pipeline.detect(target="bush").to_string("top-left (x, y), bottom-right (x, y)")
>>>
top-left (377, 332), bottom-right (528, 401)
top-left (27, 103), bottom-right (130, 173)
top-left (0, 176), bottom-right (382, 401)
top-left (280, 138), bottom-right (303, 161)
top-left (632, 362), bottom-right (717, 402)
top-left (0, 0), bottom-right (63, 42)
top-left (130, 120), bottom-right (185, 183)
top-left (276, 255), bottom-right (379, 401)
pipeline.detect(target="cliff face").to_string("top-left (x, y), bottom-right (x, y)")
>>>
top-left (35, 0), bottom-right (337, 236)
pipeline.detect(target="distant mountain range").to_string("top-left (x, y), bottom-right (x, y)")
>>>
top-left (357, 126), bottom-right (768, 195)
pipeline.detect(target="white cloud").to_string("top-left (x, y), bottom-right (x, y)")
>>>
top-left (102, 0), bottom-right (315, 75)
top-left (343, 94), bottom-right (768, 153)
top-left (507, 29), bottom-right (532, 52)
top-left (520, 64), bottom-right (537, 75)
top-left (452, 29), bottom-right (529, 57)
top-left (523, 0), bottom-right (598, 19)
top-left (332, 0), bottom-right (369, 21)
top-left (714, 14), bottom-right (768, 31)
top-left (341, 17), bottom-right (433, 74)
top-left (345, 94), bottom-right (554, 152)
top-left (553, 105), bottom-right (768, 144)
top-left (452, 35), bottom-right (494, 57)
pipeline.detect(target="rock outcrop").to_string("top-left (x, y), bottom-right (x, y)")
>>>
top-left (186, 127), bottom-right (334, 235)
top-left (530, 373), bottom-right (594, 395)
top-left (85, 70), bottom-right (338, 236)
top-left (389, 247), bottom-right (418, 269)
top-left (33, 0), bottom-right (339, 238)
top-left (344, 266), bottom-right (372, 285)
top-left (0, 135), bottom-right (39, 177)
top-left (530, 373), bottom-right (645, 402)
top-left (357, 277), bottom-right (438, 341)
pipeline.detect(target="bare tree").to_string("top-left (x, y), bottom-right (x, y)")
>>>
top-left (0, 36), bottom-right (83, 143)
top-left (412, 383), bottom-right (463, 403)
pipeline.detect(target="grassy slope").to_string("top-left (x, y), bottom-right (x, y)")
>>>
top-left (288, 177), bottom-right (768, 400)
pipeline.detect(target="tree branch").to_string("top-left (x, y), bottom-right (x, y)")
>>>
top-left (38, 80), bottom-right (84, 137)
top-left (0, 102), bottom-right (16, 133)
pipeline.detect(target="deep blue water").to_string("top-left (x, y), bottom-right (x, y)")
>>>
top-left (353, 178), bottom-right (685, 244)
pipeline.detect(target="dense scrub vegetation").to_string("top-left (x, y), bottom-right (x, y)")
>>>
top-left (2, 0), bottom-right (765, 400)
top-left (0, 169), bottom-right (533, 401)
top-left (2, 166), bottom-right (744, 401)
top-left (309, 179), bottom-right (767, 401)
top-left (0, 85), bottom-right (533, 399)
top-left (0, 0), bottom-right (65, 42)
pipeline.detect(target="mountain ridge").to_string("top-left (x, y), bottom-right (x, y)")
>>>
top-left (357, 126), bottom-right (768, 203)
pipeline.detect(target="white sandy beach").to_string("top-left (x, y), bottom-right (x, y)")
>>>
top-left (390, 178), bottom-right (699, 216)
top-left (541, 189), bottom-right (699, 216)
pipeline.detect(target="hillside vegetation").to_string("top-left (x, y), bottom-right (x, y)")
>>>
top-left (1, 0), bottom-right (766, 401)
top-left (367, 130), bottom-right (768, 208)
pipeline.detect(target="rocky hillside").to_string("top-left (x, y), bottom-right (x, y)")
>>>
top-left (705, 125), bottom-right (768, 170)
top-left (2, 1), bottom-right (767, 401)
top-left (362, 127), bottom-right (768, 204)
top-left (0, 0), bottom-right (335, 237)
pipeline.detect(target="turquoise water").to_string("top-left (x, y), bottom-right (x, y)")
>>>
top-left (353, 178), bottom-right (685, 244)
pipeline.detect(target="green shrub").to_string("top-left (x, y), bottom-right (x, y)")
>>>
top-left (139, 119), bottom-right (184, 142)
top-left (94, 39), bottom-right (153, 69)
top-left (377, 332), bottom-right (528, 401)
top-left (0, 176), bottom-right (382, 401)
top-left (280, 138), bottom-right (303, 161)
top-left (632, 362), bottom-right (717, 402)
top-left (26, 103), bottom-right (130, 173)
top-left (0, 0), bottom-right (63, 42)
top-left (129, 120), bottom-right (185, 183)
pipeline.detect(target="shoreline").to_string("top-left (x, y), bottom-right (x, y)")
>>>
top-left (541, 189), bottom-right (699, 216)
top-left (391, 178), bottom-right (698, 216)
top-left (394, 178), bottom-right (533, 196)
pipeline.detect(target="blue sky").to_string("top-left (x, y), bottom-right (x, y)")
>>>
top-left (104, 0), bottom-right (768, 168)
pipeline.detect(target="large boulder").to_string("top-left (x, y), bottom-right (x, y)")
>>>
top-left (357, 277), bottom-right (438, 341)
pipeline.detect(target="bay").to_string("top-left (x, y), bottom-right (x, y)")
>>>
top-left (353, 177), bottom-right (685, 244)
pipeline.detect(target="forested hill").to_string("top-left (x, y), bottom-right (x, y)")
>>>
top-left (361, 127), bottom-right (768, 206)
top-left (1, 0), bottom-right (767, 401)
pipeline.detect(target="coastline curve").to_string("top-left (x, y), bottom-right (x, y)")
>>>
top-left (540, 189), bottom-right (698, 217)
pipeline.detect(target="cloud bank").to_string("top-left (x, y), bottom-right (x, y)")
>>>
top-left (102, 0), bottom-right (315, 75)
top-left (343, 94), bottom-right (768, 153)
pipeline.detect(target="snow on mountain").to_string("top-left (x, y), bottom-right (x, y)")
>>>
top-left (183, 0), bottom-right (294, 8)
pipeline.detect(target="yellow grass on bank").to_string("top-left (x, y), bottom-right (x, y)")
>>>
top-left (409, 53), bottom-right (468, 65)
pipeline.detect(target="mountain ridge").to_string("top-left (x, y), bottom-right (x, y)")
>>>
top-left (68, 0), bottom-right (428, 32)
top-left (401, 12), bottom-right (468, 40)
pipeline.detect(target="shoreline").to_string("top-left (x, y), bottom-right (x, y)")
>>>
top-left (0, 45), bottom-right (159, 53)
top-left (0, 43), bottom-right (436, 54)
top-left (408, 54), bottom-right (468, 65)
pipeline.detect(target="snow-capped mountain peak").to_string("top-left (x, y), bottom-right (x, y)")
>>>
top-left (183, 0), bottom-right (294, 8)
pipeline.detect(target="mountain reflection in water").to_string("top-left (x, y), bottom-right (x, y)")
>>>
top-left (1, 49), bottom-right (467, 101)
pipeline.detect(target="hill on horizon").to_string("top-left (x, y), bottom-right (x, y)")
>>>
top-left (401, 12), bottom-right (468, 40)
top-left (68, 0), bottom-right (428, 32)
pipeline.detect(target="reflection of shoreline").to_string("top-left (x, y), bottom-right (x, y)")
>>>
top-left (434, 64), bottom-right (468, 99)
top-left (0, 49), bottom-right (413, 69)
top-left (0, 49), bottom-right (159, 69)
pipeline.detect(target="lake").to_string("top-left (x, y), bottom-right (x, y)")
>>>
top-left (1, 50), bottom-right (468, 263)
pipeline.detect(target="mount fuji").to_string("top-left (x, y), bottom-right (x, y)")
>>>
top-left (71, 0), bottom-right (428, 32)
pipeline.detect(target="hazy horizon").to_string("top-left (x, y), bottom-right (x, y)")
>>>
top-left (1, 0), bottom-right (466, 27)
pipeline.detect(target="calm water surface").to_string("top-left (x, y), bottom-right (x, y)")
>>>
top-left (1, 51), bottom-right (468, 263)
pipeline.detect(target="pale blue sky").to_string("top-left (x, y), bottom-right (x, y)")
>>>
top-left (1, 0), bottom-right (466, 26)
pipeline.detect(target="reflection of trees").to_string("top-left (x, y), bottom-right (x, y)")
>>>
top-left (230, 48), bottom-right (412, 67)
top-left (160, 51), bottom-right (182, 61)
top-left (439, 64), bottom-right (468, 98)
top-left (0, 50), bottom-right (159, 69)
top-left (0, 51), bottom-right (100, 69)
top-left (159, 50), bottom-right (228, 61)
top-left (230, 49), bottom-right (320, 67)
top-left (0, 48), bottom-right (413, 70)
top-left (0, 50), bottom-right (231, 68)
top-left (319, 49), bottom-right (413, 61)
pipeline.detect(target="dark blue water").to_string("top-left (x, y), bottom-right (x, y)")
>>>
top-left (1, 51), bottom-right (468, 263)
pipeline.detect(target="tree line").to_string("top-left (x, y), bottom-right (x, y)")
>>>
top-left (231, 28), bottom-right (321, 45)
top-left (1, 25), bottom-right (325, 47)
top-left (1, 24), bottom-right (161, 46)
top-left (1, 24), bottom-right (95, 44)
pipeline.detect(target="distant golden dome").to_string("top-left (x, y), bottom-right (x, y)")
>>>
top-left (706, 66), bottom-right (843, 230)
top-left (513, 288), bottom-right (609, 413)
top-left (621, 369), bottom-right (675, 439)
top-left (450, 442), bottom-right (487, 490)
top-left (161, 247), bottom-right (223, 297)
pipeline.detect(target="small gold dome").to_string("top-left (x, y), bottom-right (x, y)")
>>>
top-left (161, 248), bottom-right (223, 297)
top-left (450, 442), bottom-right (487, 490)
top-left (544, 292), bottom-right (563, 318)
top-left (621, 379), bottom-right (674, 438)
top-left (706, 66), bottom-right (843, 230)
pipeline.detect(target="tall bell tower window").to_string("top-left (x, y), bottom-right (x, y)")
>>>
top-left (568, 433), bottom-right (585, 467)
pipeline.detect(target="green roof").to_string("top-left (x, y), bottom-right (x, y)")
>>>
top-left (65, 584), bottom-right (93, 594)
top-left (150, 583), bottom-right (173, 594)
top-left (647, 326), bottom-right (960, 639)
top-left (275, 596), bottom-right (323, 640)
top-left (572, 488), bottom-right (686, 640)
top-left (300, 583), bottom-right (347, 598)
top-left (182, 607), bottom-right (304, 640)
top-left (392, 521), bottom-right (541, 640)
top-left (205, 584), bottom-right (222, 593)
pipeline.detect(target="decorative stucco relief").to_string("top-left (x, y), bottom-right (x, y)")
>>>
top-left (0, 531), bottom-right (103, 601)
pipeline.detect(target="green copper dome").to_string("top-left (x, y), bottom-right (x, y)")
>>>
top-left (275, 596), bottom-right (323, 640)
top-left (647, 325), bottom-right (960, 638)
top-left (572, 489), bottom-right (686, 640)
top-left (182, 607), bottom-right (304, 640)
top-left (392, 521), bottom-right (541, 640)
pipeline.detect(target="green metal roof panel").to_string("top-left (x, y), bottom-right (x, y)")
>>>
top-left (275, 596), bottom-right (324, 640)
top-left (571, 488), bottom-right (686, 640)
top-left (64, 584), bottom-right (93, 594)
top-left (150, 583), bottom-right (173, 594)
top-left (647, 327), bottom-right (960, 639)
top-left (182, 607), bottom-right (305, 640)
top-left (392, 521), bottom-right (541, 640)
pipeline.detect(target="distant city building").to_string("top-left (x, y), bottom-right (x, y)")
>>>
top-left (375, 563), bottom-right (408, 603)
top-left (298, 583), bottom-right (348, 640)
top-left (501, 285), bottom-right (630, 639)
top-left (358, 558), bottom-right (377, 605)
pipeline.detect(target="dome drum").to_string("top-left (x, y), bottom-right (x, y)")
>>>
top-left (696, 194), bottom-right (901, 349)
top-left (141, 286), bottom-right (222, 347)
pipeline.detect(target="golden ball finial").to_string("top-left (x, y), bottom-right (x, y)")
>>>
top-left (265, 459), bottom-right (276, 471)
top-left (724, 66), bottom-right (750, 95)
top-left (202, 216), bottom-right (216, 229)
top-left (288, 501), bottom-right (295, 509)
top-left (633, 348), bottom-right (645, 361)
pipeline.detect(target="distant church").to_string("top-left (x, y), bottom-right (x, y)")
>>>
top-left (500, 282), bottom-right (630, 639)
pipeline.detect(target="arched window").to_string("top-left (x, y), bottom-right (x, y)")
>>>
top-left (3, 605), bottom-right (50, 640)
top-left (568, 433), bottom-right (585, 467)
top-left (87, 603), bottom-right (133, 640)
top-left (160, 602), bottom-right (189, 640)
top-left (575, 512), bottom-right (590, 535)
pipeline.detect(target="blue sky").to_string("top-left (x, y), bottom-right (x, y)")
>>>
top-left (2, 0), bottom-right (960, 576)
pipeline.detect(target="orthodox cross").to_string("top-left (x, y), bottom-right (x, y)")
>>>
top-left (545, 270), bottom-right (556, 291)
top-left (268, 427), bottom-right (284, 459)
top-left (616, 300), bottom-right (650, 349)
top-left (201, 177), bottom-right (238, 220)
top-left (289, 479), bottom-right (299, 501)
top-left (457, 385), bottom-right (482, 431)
* * * *
> **YOUR OBJECTIVE**: Only a number should come back: the count of lines above that include "hillside".

> **SOLUTION FOR THIS TASK**: 2